_Extract_.
____________________

JustTinker: Minimal Reinforcement Learning with Verifiable Rewards

✨ Highlights

🚀 Full RL training pipeline runnable on your laptop (via Tinker API)
📈 AIME 2024: 43.3% → 56.7% (+13.3%)
🛡️ Novel redundancy penalty to prevent reward hacking
💰 Total cost: < $150 (including failed experiments)

TL;DR: A minimal implementation of JustRL-style reasoning model training using the Tinker platform (run it on your Macbook!).

JustRL: Simplicity is all you need. No KL penalty, no entropy regularization, no length penalty—just RL.

Overview

This repository demonstrates a two-stage training pipeline to transform a standard instruction-tuned model into a reasoning model with explicit thinking capabilities:

Stage	Purpose
Stage 1: Cold-Start SFT	Teach the model to use `<think>...</think>` tokens
Stage 2: JustRL (GRPO)	Reinforce reasoning via verifiable rewards

Why JustRL?

____________________

_Records supplied_.
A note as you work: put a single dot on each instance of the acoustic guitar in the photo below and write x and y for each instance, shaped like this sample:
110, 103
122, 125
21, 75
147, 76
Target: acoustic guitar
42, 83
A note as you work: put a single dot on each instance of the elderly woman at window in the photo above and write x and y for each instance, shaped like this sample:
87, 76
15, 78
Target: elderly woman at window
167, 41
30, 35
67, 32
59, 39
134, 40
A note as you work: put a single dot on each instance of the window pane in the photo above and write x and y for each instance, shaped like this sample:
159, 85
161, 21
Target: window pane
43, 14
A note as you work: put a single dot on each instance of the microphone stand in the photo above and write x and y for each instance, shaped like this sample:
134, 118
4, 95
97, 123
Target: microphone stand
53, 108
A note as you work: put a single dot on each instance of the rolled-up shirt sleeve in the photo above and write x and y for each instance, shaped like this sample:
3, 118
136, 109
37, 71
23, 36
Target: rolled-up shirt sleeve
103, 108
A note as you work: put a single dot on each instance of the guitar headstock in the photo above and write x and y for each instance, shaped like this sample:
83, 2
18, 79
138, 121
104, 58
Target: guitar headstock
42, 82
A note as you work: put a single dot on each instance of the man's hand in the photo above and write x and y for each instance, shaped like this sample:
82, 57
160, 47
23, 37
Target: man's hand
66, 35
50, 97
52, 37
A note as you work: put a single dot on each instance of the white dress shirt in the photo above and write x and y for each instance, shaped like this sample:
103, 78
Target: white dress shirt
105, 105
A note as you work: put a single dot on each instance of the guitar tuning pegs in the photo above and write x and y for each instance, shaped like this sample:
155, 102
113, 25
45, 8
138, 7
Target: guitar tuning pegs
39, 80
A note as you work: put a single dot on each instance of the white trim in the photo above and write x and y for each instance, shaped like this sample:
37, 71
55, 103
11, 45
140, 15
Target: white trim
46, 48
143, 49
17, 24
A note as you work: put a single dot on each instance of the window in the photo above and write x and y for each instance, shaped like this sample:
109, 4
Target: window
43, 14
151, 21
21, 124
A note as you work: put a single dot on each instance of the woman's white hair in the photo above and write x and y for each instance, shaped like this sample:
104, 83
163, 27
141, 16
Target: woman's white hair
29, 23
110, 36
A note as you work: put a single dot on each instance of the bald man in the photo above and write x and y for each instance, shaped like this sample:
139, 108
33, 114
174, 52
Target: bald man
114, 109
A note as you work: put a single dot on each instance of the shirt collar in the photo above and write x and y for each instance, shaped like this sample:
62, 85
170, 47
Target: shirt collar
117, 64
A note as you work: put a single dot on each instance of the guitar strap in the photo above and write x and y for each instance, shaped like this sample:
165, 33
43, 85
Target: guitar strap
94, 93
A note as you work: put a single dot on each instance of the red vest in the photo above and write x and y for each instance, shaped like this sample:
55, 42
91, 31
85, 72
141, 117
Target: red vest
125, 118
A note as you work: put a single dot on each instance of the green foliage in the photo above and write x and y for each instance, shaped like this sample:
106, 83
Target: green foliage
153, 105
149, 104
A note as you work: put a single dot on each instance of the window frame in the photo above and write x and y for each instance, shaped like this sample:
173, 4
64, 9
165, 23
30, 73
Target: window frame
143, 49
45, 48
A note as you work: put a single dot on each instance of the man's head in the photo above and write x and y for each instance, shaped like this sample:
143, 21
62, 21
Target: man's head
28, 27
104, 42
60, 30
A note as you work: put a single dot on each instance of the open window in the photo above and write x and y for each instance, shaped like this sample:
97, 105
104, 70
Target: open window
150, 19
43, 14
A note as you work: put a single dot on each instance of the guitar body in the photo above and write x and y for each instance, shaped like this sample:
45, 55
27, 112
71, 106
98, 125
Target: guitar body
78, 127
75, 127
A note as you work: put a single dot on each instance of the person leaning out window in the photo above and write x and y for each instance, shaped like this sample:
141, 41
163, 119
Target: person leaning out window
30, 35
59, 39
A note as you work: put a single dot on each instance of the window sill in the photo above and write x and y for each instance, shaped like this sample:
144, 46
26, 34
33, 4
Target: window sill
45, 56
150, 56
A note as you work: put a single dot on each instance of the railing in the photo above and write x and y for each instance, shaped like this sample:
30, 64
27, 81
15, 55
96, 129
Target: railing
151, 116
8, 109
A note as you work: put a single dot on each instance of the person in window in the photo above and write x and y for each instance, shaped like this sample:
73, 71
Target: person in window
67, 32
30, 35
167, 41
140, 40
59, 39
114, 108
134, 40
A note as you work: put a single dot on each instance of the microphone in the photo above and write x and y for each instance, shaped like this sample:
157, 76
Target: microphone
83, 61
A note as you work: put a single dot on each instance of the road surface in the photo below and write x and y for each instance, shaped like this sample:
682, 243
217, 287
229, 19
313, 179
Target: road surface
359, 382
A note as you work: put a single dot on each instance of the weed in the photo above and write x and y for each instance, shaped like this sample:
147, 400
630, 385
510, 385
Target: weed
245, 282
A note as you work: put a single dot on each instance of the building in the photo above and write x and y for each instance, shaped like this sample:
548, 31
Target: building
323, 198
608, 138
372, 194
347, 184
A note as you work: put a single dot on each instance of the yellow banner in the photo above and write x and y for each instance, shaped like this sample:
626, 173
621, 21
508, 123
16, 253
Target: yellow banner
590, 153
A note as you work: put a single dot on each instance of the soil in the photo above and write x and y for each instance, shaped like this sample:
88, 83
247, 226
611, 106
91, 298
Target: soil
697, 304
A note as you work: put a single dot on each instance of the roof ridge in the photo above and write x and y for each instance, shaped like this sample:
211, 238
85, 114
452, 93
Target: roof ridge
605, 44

____________________

_Work to do_.
1 - Reproduce, word for word, the stretch of the JustTinker write-up from "TL;DR: A minimal" through "length penalty—just RL.".
2 - What total cost does the JustTinker write-up report for its work?
3 - Pick up the JustTinker write-up after its last line shown and continue writing it.

_Task results_.
1 -
TL;DR: A minimal implementation of JustRL-style reasoning model training using the Tinker platform (run it on your Macbook!).

JustRL: Simplicity is all you need. No KL penalty, no entropy regularization, no length penalty—just RL.

2 - Less than $150, including failed experiments.

3 -
Based on the paper "JustRL: Simplicity at Scale", we adopt a minimalist approach:

No KL penalty (kl_coef=0)
No length penalty (found harmful in experiments)
Clip-higher (clip_ratio=1.28)

Algorithm Evolution: GRPO → JustRL → JustTinker

Our implementation follows the evolution from standard GRPO to the simplified JustRL approach, with our own targeted improvements:

Feature	Standard GRPO	JustRL	JustTinker (Ours)
Rollout	N responses per problem	Same	rollout_n=8
Advantage	Group-relative rewards	Same	Same
Critic Model	None (Monte Carlo)	Same	Same
KL Penalty	Yes (kl_coef > 0)	Removed	None
Entropy Regularization	Optional	Removed	None
Clip Ratio	Symmetric (0.8, 1.2)	Asymmetric (0.8, 1.28)	clip-higher
Training Samples	All samples	Positive advantage only	Same
Length Penalty	Optional	Removed (harmful)	None

Our Additional Contributions (JustTinker):

Modification	Source	Purpose
`format_reward_weight=0.1`	Added	Encourage `<think>` format
`redundancy_penalty`	Original	Prevent reward hacking via repetitive content

Model Choice: Why Qwen3-4B-Instruct-2507?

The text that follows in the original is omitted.